----- TEKST ŹRÓDŁOWY -----

Ku przestrodze – jak Polacy męczyli się w eliminacjach z outsiderami

27.03.2021

W niedzielnym meczu z Andorą oczekujemy od reprezentacji Polski gradu goli, kanonady, wręcz rzezi niewiniątek. Ku przestrodze warto jednak przypomnieć potyczki, w których outsiderzy w spotkaniach o punkty eliminacji ME i MŚ wyjątkowo wysoko zawieszali poprzeczkę biało-czerwonym.

O ironio, w ostatnich latach, najbardziej niewygodnym przeciwnikiem dla nas było…San Marino.

Chciało się wyć do słońca

W 1986 roku „ręka Boga” Diego Maradony dała Argentynie zwycięstwo z Anglią w ¼ finału MŚ 1986. Siedem lat później, ręka Jana Furtoka, zapewniła Polsce wymęczoną wygraną z San Marino w kwalifikacjach do mundialu 1994. Jaki kraj, taki Maradona.

Eliminacje do MŚ w USA, podopieczni Andrzeja Strejlaua rozpoczęli od wygranej z Turcją (1:0) i niespodziewanego remisu z Holandią (2:2). Nic dziwnego zatem, że kibice w Łodzi oczekiwali efektownego zwycięstwa. Nic bardziej mylnego. To było bicie głową w mur. Z kolei skazywani na pożarcie rywale nie ograniczali się tylko do głębokiej defensywy, od czasu do czasu sami kontrując. Strzegący polskiej bramki, Aleksander Kłak nie raz i nie dwa musiał się nieźle nagimnastykować.

-----

> [POLECENIE 1]
Przepisz z tekstu o meczach Polski z outsiderami fragment od słów „Ku przestrodze –” do słów „nas było…San Marino.” włącznie.
> [POLECENIE 2]
Kontynuuj tekst o meczach Polski z outsiderami, zaczynając od miejsca tuż po jego ostatnim zdaniu.

----- DANE WEJŚCIOWE -----

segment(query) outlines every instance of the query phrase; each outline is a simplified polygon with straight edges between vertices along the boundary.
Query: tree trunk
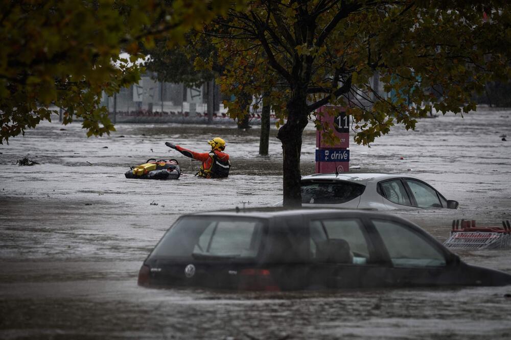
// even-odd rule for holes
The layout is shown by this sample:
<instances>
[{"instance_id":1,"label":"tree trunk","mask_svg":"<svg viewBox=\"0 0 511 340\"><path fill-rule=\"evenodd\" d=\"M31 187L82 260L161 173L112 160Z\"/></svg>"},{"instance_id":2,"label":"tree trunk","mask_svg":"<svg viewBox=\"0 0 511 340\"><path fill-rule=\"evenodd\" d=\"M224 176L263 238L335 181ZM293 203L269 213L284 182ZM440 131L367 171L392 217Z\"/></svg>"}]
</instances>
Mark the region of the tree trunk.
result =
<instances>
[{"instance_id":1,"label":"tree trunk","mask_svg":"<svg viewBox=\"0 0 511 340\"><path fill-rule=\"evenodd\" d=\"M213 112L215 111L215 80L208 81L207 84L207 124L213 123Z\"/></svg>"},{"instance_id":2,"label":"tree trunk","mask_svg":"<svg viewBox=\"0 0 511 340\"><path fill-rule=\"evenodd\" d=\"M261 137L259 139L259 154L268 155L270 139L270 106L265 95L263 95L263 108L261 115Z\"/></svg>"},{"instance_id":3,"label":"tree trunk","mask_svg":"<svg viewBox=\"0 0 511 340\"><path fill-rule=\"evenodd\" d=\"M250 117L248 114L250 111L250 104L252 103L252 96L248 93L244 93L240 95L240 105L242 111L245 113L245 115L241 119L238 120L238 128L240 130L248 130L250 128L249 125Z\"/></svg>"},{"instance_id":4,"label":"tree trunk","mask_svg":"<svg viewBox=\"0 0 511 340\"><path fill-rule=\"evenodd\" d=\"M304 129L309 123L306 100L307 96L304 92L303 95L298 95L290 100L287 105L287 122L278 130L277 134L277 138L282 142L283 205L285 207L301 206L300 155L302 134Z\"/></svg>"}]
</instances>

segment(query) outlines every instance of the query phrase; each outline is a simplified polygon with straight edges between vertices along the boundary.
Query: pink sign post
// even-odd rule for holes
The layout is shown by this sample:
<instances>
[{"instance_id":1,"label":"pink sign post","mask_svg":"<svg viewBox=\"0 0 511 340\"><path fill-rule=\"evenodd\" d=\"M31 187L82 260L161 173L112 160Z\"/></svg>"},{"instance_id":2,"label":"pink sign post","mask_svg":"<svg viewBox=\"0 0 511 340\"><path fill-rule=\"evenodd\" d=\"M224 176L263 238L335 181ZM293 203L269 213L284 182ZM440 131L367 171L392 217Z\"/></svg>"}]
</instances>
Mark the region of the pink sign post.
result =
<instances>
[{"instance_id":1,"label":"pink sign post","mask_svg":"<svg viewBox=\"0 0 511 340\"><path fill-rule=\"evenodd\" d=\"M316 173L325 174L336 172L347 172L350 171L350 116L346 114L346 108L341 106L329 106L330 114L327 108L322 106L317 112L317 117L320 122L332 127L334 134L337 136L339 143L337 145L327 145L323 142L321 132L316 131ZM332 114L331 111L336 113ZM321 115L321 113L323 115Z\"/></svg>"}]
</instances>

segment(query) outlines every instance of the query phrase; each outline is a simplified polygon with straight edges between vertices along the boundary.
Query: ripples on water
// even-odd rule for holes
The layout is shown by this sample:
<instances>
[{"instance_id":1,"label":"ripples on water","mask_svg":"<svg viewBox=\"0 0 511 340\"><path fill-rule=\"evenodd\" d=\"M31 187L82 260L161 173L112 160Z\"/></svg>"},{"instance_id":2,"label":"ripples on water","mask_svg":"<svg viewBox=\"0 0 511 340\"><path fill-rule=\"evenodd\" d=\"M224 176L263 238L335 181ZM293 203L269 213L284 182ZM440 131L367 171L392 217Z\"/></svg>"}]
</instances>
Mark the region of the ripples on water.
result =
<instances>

-----

> [ODPOWIEDŹ 1]
Ku przestrodze – jak Polacy męczyli się w eliminacjach z outsiderami

27.03.2021

W niedzielnym meczu z Andorą oczekujemy od reprezentacji Polski gradu goli, kanonady, wręcz rzezi niewiniątek. Ku przestrodze warto jednak przypomnieć potyczki, w których outsiderzy w spotkaniach o punkty eliminacji ME i MŚ wyjątkowo wysoko zawieszali poprzeczkę biało-czerwonym.

O ironio, w ostatnich latach, najbardziej niewygodnym przeciwnikiem dla nas było…San Marino.

> [ODPOWIEDŹ 2]
Sposób na defensywę gości Polacy znaleźli dopiero w 70. minucie. Piłkę ze skrzydła dogrywał Roman Kosecki, zaś w zamieszaniu podbramkowym najlepiej odnalazł się Furtok. Sęk w tym, że piłkę do siatki wpakował ręką, co wyraźnie sugerowali rywale. Szkocki arbiter Leslie Mottram nie dopatrzył się jednak nie prawidłowego zagrania i wskazał na środek boiska. Wymęczone zwycięstwo udało się dowieść do końca. Polska prasa nie miała jednak dla naszych reprezentantów litości. „Ale kino – 1:0 z San Marino” – pisał „Przeglądu Sportowego”. Jeszcze ostrzejsza była „Piłka Nożna”, która relacje z meczu zatytułowała „Impotencja 2” („Impotencja” to z kolei nagłówek z tekstu o zremisowanym spotkaniu z Cyprem w 1987 r. w eliminacjach EURO 1988). O starciu Polaków mogliśmy przeczytać następujące słowa: „Chwilami chciało się płakać, śmiać na przemian, albo wyć do słońca na łódzkim stadionie. Tak źle wypadli nasi reprezentanci”.

Główny sprawca całego zamieszania, tak po latach, w rozmowie z „WP Sportowe Fakty” wspominał tamtą sytuację: – Czy strzeliłem ręką? Specjalnie tego nie zrobiłem. To był taki odruch, bo byłem wkurzony, że ciągle jest 0:0, presja rośnie, a my ciągle nie strzelamy bramki. Tak wyszło. Po tej sytuacji, „Trybuna Ludu” ochrzciła napastnika Hamburger SV mianem „Jasia złotej rączki”.

Premiera „Lewego”

W kolejnych latach przy okazji rywalizacji z tym niewielkim państwem, stanowiącym enklawę na obszarze Włoch, obyło się już bez tak wielkich kontrowersji. Nie zabrakło jednak spotkań, w których Polacy także się męczyli.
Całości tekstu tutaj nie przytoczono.